* **Problem details**: Through the end of the data below, output every line exactly, beginning with the line that contains "Keypoint guideline: for each instance of the sunset".

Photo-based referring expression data
========================

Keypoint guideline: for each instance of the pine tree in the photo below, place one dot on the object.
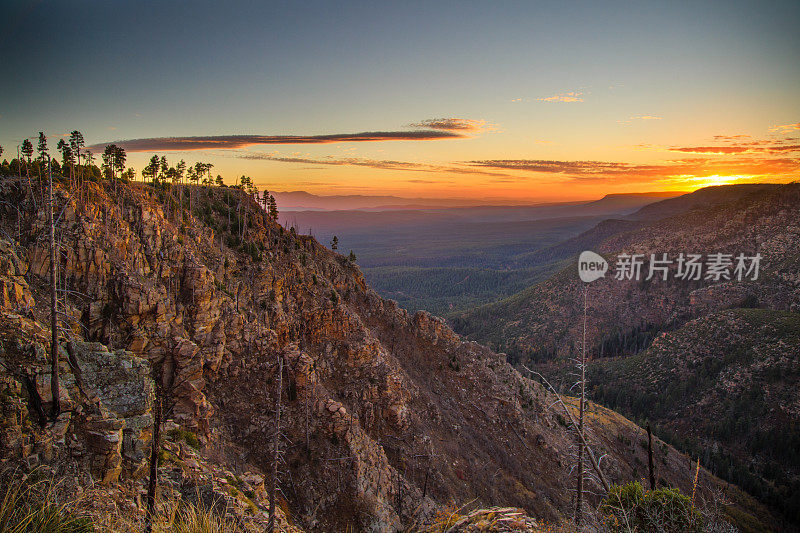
(273, 208)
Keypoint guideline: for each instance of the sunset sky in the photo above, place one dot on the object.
(523, 100)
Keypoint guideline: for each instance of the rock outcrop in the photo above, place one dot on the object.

========================

* **Answer for this exercise**:
Keypoint guideline: for each instance of the sunset sky in the photo above, place one dot on the object.
(523, 100)
Keypoint guideline: for each instance of the rock outcrop in the photo above, place one dot on the object.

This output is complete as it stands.